Segmentation annotation entries:
________________________________________

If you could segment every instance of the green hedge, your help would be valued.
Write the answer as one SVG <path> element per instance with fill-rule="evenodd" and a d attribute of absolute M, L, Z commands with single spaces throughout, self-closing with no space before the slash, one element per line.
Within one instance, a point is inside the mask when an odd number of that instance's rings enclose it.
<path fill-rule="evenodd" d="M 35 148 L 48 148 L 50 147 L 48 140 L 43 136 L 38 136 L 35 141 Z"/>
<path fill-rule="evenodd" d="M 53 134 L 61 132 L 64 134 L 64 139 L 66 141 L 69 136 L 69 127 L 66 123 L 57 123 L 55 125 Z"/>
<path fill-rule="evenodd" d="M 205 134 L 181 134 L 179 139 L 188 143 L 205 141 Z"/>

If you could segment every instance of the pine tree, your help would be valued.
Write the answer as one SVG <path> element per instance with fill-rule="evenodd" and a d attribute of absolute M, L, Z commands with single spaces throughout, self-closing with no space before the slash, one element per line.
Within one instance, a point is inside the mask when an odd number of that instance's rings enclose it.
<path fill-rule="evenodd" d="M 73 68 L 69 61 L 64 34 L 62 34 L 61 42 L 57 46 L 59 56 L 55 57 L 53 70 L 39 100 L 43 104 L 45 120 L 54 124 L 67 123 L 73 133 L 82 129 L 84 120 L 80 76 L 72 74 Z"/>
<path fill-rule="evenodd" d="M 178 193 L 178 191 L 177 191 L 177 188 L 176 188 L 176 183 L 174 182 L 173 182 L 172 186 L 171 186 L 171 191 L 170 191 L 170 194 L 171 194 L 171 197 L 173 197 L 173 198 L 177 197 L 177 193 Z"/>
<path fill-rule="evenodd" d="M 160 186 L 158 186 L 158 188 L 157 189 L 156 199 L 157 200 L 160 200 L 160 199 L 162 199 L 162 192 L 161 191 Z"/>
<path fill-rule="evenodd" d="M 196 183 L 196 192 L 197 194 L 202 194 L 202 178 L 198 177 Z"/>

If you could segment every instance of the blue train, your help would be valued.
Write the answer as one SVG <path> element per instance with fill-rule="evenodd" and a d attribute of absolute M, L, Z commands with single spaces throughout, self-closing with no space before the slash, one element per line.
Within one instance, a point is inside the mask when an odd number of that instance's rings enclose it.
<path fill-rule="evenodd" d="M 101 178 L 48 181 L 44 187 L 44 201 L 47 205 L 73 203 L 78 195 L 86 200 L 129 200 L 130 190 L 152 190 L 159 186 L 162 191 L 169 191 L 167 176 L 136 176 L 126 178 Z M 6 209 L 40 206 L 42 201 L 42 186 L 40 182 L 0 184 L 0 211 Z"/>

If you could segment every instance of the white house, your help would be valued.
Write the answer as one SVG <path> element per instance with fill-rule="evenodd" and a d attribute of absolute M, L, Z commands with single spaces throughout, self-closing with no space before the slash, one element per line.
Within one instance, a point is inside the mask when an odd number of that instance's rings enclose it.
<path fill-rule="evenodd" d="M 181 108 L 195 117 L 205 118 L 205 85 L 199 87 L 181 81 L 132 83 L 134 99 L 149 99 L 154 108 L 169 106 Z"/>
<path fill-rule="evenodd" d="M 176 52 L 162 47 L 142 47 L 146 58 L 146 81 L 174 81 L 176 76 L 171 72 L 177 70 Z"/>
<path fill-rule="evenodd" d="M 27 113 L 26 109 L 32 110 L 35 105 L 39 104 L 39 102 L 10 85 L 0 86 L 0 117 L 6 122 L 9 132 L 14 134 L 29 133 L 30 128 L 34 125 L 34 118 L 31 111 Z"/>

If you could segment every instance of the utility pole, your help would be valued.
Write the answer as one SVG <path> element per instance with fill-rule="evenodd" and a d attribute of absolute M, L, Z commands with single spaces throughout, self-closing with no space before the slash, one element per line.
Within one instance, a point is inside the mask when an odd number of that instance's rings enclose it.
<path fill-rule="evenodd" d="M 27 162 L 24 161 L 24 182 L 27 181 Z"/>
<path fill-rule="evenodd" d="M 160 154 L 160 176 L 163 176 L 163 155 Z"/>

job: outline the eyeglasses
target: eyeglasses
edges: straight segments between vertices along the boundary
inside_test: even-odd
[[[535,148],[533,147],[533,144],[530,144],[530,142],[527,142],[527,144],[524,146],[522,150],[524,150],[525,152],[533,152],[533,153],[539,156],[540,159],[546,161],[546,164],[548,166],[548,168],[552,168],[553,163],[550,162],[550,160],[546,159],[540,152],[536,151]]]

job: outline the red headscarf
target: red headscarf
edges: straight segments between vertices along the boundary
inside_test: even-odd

________________________________________

YOUR INSTRUCTIONS: Please rewrite the entries as a two-column CSV with the columns entry_text and answer, one row per entry, putting each value in a single quoted field and turning line breaks into spaces. Begin at the line that has "If you could segment every instance of the utility" and stop after the line that has "160 154 L 160".

RESULT BELOW:
entry_text,answer
"If you could segment every instance of the utility pole, your help would be valued. Write the answer as one SVG <path> element per instance with fill-rule=""evenodd"" and a d attribute of absolute M, L, Z commands with single spaces throughout, self-closing with no space before the slash, one element per line. Within one instance, a point is inside the mask when an odd number of that instance's rings enclose it.","<path fill-rule=""evenodd"" d=""M 27 162 L 24 161 L 24 182 L 27 181 Z""/> <path fill-rule=""evenodd"" d=""M 160 154 L 160 176 L 163 176 L 163 155 Z""/>"